§ **EXERCISE TEXT**:
Advertisement

Assessing Physical Activity in Inpatient Rehabilitation: Validity, Practicality, and Sensitivity to Change in the Physical Activity in Inpatient Rehabilitation Assessment

      Abstract

      Denkinger MD, Lindemann U, Nicolai S, Igl W, Jamour M, Nikolaus T. Assessing physical activity in inpatient rehabilitation: validity, practicality, and sensitivity to change in the Physical Activity in Inpatient Rehabilitation Assessment.

      Objective

      To validate a novel assessment of inpatient physical activity.

      Design

      Prospective cohort study for the evaluation of a novel questionnaire for physical activity in geriatric inpatients.

      Setting

      German geriatric inpatient rehabilitation unit.

      Participants

      Patients (N=96; 67 [72%] women; median age, 81y) with a variety of main underlying diagnoses, including musculoskeletal diseases, hip fracture, cardiovascular diseases, stroke, and others.

      Interventions

      Not applicable.

      Main Outcome Measures

      Ceiling and floor effects and administration time were measured. For criterion-related concurrent validity (convergent and discriminative), the Physical Activity in Inpatient Rehabilitation Assessment (PAIR) was administered in parallel to self-rated, proxy-rated, and performance-based measures of physical function at admission. Measurements were repeated at discharge and 4-month follow-up in the home environment, including a standard physical activity questionnaire to determine predictive validity. Spearman correlation coefficients were calculated to describe associations between parameters. Sensitivity to change was estimated using standardized response means (SRMs).

§ **QUESTIONS TO ANSWER**:
A - From the abstract on assessing physical activity in inpatient rehabilitation, reproduce the passage that starts at "German geriatric inpatient" and ends after "stroke, and others.", swapping "stroke" for "dementia".
B - Translate this sentence from the abstract on assessing physical activity in inpatient rehabilitation into Spanish: "Sensitivity to change was estimated using standardized response means (SRMs)."

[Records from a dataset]
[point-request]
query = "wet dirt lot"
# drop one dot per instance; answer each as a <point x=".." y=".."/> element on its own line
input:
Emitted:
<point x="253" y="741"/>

§ **EXPECTED OUTPUTS**:
A -
German geriatric inpatient rehabilitation unit.

      Participants

      Patients (N=96; 67 [72%] women; median age, 81y) with a variety of main underlying diagnoses, including musculoskeletal diseases, hip fracture, cardiovascular diseases, dementia, and others.

B - La sensibilidad al cambio se estimó mediante medias de respuesta estandarizadas (SRM).